**List of tasks**:
1/ Answer these questions from the court opinion:
(a) On what date was the appellant indicted?
(b) How old was Desiree in the fall of 1994?
(c) On how many counts was the appellant found not guilty?
2/ Reproduce the court opinion starting at "Desiree later told" and ending at "assignment of error.", substituting "school officials" for "school authorities".

>> start Document text

OPINION Defendant-appellant, Terry Lee Carter, appeals his conviction in the Clermont County Court of Common Pleas for felonious sexual penetration, disseminating obscene and harmful matter to juveniles, and three counts of gross sexual imposition. The judgment of the trial court is affirmed.
On March 10, 1999, appellant was indicted on six counts: felonious sexual penetration; disseminating obscene material to a juvenile; and four counts of gross sexual imposition. According to the evidence presented by the state, appellant was the stepfather of Desiree Gabbard. Desiree lived with her mother and appellant during the time the offenses occurred.
Desiree testified that one day, in the fall of 1994, when she was ten years old, appellant told her that he wanted to teach her about sexuality. He undressed her and placed his mouth on her nipple. He then undressed himself and instructed her to masturbate him. On another instance during the fall of 1994, he inserted a finger into her vagina. Later, in the winter of 1994-1995, appellant had Desiree sit on his lap while they watched a video depicting nude people engaged in sexual intercourse. After watching the video for forty-five minutes to an hour, appellant led Desiree to a bedroom where he undressed her and proceeded to insert a finger into her vagina. After each incident appellant admonished Desiree not to tell anyone what had happened.
Desiree did confide in a friend, who told Desiree's uncle. The uncle then told Rainie Carter, Desiree's mother. Rainie assured Desiree that she would take care of it, and that it would not happen again. However, in the spring of 1997, another incident occurred in which appellant wrestled Desiree to the ground, pulled down her pants, and placed an ice cube in her vaginal area.
Desiree later told a friend at school about the incidents. That friend told school authorities and the Clermont County Sheriff's Office and Clermont County Children Services were called to investigate. After a jury trial, appellant was convicted of five of the counts contained in the indictment and was found not guilty on one count of gross sexual imposition. Appellant appeals, raising three assignment of error.
Assignment of Error No. 1:
THE TRIAL COURT ERRED IN DENYING THE DEFENDANT'S MOTION FOR ACQUITTAL AT THE CLOSE OF THE STATE'S CASE.
Under this assignment of error, appellant first argues that the trial court erred by denying his Crim.R. 29(A) motion for acquittal. Crim.R. 29(A) provides in part that "[t]he court on motion of the defendant or on its own motion, after the evidence on either side is closed, shall order the entry of a judgment of acquittal * * * if the evidence is insufficient to sustain a conviction of such offense or offenses." Crim.R. 29(A). The motion tests the sufficiency of the state's evidence. State v. Dunaway (Feb. 18, 1997), Butler App. No. CA96-08-152, unreported, at 3, citing Dayton v. Rogers (1979), 60 Ohio St. 2d 162,163, overruled on other grounds by State v. Lazzaro (1996),76 Ohio St. 3d 261. The trial court shall not order an entry of judgment of acquittal "where the evidence is such that reasonable minds can reach different conclusions as to whether each material element of a crime has been proven beyond a reasonable doubt." State v. Simpson (Dec. 2, 1996), Butler App. Nos. CA96-03-052, CA96-03-061, CA96-03-066, unreported, at 6, quoting State v. Bridgeman (1978), 55 Ohio St. 2d 261,263.

>> end Document text
>> start Excerpted data

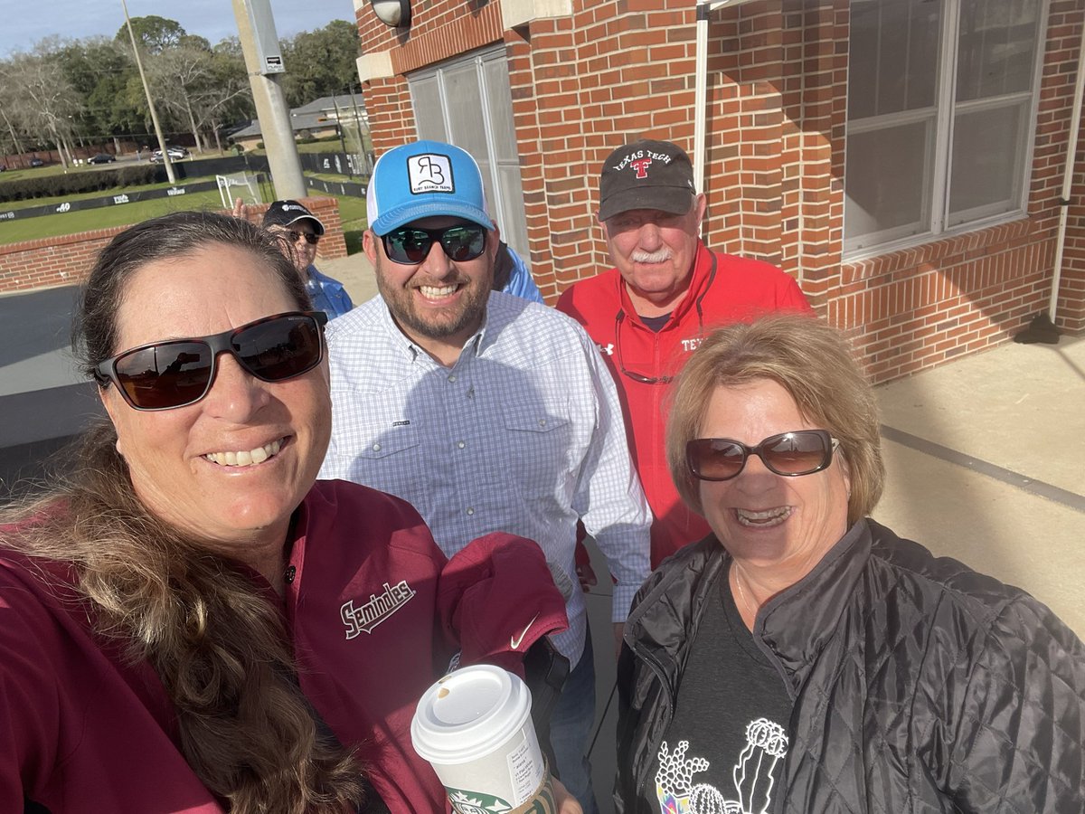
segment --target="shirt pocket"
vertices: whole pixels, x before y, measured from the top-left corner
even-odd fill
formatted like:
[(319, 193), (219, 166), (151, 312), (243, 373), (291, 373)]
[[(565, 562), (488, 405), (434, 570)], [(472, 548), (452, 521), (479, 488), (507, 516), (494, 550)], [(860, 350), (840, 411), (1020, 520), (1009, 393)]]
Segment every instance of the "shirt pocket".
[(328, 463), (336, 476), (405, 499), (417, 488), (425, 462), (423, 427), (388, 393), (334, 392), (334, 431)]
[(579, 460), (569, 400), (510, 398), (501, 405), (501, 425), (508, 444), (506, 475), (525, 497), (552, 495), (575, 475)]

>> end Excerpted data
>> start Excerpted data

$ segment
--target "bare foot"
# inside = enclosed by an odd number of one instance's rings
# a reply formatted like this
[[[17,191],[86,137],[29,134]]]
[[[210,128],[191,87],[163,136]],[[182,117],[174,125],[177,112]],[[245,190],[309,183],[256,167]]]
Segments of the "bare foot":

>> end Excerpted data

**Solution set**:
1/
(a) March 10, 1999
(b) Ten years old
(c) One count, a count of gross sexual imposition

2/
Desiree later told a friend at school about the incidents. That friend told school officials and the Clermont County Sheriff's Office and Clermont County Children Services were called to investigate. After a jury trial, appellant was convicted of five of the counts contained in the indictment and was found not guilty on one count of gross sexual imposition. Appellant appeals, raising three assignment of error.